* Start TEXT BLOCK *

# Concrete base for Stables - Recommendations Herts



## winchester (17 April 2012)

Can anyone recommend a good company to do my concrete base for my stables?

I am based in Hertfordshire!  Just got one quote but think its very over the top!  

Any ideas?


----------



## lachlanandmarcus (17 April 2012)

Only to say that the groundworks for stables can be 30-50% of the cost of the stables themselves (esp if it has the special anti frost and anti horse wee additive/fibres, and sometimes more on a sloping site, a single lorry of concrete can cost up to £1000 even before its tipped - its horrendously expensive!


----------



## winchester (17 April 2012)

Have ordered the Stables (£12,500)
Quote for Concrete from company recommended from Stable Manufacturer (£9,640 & VAT)


----------



## lachlanandmarcus (17 April 2012)

That does sound rather a rich quote....)) would get several others. Even on our sloping site in the Cairngorms it wasnt that much ..! 

If its any help readymix type concrete (which is the only way to get the concrete to last a long time, dont try DIY in a little mixer, been there done that, relaid the lot ) is on average about £80-100 per cubic metre supplied and poured out but not incl laying

This is what we were working with site wise...just to show that we needed a lot of concrete (nb underneath is the usual rubble/sand base). Im sure your site cant be more tricky, ours turned into a minor civil engineering project!

Our mini barn has 4 stables and a tack room and a wide central aisle. Then there is the apron in front for farrier/washdown etc (it does now have rails as well as stonehenge fence posts so horses dont drop off!

* End TEXT BLOCK *
* Start STORED DATA *

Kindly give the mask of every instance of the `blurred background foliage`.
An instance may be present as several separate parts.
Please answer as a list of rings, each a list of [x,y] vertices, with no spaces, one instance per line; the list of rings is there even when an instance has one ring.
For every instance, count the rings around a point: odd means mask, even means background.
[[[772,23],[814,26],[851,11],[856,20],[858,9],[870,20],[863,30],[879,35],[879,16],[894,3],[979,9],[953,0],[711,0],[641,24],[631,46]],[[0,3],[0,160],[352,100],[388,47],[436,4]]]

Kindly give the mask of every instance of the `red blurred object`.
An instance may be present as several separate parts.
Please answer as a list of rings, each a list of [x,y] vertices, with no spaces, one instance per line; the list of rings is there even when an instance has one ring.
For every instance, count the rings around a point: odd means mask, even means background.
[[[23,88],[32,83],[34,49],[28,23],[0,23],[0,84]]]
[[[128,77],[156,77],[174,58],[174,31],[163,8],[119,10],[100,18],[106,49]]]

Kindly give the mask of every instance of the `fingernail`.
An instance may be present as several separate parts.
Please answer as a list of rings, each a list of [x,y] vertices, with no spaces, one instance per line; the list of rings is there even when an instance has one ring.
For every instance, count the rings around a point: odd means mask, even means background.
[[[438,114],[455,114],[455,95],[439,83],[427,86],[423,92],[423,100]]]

* End STORED DATA *

:: WRITTEN TASKS ::
A. Answer these questions from the stable-base thread, one per line:
(i) In which county is the person asking for a recommendation based?
(ii) How much did the ordered stables cost?
(iii) What is the stated average price of readymix concrete per cubic meter?
B. In the stable-base thread, turn the paragraph beginning "Only to say that the groundworks" into a short bulleted list that keeps its main facts.
C. Write the next part of the stable-base thread, starting after its last sentence.

:: ANSWERS FOR THE TASKS ::
A.
(i) Hertfordshire
(ii) £12,500
(iii) About £80–100 per cubic meter, supplied and poured out but not including laying

B.
- Groundworks for stables can cost 30–50% of what the stables themselves cost.
- This is especially true when the concrete has the special anti-frost and anti-urine additive or fibers.
- A sloping site can push the cost higher.
- A single lorry of concrete can cost up to £1000 before it is even tipped.

C.
Edited to add our stables werent from Stables Co they were Saltire but the cost was very similar to the amount you mention. Does your concrete quote include all the groundworks eg water pipes. electrics etc? does it include labour to lay the concrete? just trying to work out how it gets to that amount? what is the layout of the stables planned?


----------



## winchester (17 April 2012)

Stables are 2 x 12x12 with a 12x12 tackroom at the end.  then a 16x18ft hay barn at the end!  We are having a overhang off the stables so the amout we need is apparently 149sq m.

Yes it is to include drainage pipes  and labour but nothing else!

When i had 6 12x12 stables done with a tack room and hay barn it came to £20,000 for the concrete which i thought was a lot but that was 10 years ago!


----------



## lachlanandmarcus (17 April 2012)

it's kind of sounding more realistic now, given the barn and the overhang if it is nearly 150m3 and also incl labour and drainage. So I would get more quotes definitely (to make sure you arent paying for a kickback fee from the concreters to the stable co)  but it probably isnt as far out of the realms of reality as first appears (sadly!) as £100oper m3x149 would be nearly £15K


----------



## dressagedreamer (18 April 2012)

pm me your cell number and I will pass it on to my builder he is reasonable and honest, and he is based in Hertford


----------



## martlin (18 April 2012)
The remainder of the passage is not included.